Exactly those lines that run from the one containing "sofa, then give the position of each instance." through the last line of the entries below should be printed, and no others.

:::::

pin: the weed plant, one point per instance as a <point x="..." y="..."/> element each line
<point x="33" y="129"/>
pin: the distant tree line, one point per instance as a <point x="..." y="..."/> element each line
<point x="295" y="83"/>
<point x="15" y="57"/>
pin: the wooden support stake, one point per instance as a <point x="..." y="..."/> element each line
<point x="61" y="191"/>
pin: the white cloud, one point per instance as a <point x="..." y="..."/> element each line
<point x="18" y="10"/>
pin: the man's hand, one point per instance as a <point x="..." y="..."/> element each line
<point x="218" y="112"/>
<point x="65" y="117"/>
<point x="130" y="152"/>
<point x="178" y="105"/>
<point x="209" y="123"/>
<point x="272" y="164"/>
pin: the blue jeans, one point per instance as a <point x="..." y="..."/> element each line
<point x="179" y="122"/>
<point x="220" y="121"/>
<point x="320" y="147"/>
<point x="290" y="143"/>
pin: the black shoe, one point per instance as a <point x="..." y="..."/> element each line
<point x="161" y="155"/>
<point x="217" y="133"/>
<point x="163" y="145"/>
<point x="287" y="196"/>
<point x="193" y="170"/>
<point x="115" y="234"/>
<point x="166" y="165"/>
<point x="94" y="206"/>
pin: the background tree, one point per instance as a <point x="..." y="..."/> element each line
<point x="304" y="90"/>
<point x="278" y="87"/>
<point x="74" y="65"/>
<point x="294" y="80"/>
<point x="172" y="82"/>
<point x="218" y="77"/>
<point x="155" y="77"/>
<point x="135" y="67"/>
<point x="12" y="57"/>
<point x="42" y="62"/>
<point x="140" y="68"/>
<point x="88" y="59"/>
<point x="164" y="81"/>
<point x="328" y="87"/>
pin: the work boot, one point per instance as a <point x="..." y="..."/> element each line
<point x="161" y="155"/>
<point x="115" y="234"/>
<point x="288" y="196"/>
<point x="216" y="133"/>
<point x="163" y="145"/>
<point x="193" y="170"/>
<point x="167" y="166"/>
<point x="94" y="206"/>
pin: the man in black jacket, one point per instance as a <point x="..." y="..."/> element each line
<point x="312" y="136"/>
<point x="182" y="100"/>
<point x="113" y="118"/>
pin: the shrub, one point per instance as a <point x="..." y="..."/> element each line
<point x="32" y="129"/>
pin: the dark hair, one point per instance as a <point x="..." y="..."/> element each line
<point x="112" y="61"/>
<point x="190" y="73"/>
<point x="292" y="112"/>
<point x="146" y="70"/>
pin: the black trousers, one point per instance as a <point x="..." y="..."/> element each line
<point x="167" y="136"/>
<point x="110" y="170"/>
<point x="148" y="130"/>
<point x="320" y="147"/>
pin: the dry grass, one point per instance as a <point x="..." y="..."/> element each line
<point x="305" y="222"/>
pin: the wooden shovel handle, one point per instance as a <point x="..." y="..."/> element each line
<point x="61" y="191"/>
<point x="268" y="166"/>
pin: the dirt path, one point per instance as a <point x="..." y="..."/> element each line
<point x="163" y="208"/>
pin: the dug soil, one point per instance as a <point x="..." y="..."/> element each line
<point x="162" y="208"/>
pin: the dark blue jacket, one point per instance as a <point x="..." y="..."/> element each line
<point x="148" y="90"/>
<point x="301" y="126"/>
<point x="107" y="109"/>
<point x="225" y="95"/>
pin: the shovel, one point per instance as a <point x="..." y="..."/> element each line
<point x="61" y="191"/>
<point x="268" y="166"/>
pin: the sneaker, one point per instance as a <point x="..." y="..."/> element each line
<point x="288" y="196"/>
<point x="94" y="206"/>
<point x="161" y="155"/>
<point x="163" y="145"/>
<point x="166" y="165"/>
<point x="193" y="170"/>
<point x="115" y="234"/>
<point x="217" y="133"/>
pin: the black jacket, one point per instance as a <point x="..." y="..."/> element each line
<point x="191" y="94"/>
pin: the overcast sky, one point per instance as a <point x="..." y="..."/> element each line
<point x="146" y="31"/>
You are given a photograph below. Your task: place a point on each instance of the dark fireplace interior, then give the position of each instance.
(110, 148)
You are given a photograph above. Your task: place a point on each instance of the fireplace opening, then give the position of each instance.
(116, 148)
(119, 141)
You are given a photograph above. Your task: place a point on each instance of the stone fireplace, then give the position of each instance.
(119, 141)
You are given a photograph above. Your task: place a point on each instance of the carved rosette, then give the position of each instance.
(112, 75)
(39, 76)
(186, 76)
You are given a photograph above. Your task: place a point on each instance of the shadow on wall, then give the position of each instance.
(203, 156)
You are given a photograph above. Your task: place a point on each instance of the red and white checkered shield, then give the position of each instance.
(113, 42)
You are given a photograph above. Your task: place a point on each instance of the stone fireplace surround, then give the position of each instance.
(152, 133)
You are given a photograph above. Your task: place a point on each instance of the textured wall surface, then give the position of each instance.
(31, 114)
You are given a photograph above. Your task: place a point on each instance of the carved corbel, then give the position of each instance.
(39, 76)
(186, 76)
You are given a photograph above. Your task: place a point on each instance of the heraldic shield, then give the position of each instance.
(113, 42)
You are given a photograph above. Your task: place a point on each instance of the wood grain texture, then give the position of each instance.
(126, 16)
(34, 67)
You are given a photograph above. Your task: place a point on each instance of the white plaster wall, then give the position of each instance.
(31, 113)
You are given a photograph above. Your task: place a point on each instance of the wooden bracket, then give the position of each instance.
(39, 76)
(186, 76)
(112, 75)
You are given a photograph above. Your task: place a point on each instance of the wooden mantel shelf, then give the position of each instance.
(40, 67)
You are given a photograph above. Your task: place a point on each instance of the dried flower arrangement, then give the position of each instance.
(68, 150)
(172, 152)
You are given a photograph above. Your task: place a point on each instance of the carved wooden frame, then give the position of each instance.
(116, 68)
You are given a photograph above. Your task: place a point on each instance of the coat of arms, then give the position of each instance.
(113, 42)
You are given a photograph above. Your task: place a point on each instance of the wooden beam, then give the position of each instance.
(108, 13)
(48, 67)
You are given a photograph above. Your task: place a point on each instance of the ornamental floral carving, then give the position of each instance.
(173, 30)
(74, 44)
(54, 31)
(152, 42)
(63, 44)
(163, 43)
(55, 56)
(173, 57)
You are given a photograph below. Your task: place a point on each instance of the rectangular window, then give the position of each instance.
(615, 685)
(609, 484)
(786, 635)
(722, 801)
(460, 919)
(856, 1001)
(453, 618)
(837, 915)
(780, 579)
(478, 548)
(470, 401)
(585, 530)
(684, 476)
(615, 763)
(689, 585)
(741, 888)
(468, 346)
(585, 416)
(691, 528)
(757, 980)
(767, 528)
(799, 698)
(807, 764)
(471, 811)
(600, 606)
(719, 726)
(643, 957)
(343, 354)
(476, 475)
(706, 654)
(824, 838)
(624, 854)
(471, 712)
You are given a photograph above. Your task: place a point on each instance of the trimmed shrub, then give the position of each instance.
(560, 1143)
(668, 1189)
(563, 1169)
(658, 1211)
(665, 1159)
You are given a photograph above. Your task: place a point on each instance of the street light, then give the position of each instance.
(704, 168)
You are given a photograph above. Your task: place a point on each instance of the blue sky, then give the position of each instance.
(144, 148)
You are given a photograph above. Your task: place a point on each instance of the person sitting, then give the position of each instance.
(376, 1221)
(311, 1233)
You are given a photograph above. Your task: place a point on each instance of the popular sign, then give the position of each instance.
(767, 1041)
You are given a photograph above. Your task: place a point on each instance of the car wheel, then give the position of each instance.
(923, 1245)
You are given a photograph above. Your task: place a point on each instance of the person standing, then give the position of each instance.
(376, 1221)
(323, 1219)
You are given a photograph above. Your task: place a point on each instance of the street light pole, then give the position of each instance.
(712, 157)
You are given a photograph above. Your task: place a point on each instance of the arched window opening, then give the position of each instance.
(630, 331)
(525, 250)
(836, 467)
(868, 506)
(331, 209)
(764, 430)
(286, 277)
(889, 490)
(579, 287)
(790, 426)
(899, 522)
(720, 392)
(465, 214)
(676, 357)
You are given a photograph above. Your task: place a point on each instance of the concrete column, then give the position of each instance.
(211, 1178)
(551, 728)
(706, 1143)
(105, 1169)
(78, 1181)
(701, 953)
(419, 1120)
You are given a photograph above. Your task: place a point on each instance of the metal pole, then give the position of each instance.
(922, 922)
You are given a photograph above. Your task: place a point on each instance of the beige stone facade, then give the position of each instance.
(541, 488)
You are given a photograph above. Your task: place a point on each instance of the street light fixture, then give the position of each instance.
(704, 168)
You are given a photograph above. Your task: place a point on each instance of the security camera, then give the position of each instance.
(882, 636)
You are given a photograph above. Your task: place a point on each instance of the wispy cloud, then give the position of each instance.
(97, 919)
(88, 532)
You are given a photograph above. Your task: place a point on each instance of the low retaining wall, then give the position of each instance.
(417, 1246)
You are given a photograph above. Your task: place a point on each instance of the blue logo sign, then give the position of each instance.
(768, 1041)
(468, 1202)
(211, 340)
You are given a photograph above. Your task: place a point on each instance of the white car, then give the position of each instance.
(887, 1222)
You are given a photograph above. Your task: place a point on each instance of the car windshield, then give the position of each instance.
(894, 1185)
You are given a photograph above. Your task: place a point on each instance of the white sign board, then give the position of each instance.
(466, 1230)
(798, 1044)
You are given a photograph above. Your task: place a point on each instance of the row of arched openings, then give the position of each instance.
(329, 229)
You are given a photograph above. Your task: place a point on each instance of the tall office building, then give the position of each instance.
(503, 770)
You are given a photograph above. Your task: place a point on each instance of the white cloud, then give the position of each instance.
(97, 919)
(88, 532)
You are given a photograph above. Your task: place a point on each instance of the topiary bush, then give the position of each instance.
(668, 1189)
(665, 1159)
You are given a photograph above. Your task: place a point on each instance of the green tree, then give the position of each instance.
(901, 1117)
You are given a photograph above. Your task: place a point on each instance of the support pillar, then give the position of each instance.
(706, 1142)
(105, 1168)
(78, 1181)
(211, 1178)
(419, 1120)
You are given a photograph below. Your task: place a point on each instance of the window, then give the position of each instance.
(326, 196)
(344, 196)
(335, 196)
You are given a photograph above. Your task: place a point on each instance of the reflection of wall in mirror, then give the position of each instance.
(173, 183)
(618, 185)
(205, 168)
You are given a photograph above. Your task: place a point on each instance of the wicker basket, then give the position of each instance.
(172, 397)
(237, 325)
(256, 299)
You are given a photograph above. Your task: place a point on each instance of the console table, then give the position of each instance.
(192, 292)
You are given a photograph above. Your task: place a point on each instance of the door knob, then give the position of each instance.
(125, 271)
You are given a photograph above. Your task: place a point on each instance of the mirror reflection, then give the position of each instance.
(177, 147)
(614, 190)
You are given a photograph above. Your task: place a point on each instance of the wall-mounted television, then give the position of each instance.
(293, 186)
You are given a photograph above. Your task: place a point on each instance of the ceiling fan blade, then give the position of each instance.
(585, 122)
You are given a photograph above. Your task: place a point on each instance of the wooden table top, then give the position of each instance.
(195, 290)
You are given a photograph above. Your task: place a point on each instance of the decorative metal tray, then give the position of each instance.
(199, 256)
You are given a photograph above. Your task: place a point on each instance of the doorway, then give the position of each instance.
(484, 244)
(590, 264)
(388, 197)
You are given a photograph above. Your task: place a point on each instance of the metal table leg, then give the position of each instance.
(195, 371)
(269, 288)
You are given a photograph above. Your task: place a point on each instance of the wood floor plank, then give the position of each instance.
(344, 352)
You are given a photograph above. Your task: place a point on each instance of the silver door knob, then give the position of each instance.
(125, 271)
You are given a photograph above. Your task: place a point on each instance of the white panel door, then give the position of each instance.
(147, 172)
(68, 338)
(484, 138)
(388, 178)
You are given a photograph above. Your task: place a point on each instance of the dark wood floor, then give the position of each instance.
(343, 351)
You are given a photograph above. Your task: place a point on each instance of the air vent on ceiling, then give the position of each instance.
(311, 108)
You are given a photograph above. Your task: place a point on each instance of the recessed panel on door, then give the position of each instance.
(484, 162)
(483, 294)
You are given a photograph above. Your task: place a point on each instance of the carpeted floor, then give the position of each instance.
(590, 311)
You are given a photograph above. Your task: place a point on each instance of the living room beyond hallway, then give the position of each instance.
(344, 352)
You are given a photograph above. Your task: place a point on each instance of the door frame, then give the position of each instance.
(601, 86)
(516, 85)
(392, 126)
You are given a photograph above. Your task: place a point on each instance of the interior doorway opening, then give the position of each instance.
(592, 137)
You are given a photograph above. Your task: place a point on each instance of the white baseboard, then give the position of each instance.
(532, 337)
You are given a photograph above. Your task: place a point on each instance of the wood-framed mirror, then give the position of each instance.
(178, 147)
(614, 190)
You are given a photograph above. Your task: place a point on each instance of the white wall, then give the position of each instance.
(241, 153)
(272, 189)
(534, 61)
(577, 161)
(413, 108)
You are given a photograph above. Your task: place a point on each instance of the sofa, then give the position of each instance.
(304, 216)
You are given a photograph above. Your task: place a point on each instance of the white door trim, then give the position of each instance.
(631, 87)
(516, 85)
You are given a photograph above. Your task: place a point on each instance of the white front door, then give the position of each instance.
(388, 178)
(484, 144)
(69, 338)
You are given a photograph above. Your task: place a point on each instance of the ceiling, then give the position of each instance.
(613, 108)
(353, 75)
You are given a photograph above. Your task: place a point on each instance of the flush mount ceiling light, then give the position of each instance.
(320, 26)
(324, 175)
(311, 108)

:::::

Solved problem:
You are given a photograph above. Your task: place a point on each instance of the sofa, then give the position of each instance.
(304, 216)
You are given a photograph above. Your task: place a point on each instance of the white door trim, then give the position of each instance.
(631, 87)
(516, 85)
You are given a photograph above. Your task: place a point on each instance of the white front door, then give the position of each instance.
(388, 178)
(484, 144)
(69, 338)
You are given a photograph above. Your task: place a point on each instance of the ceiling, then give the position of each instance.
(613, 108)
(353, 75)
You are given a photograph above. Your task: place a point on each instance of the flush mount ceiling light, then give the position of each instance.
(320, 26)
(324, 175)
(311, 108)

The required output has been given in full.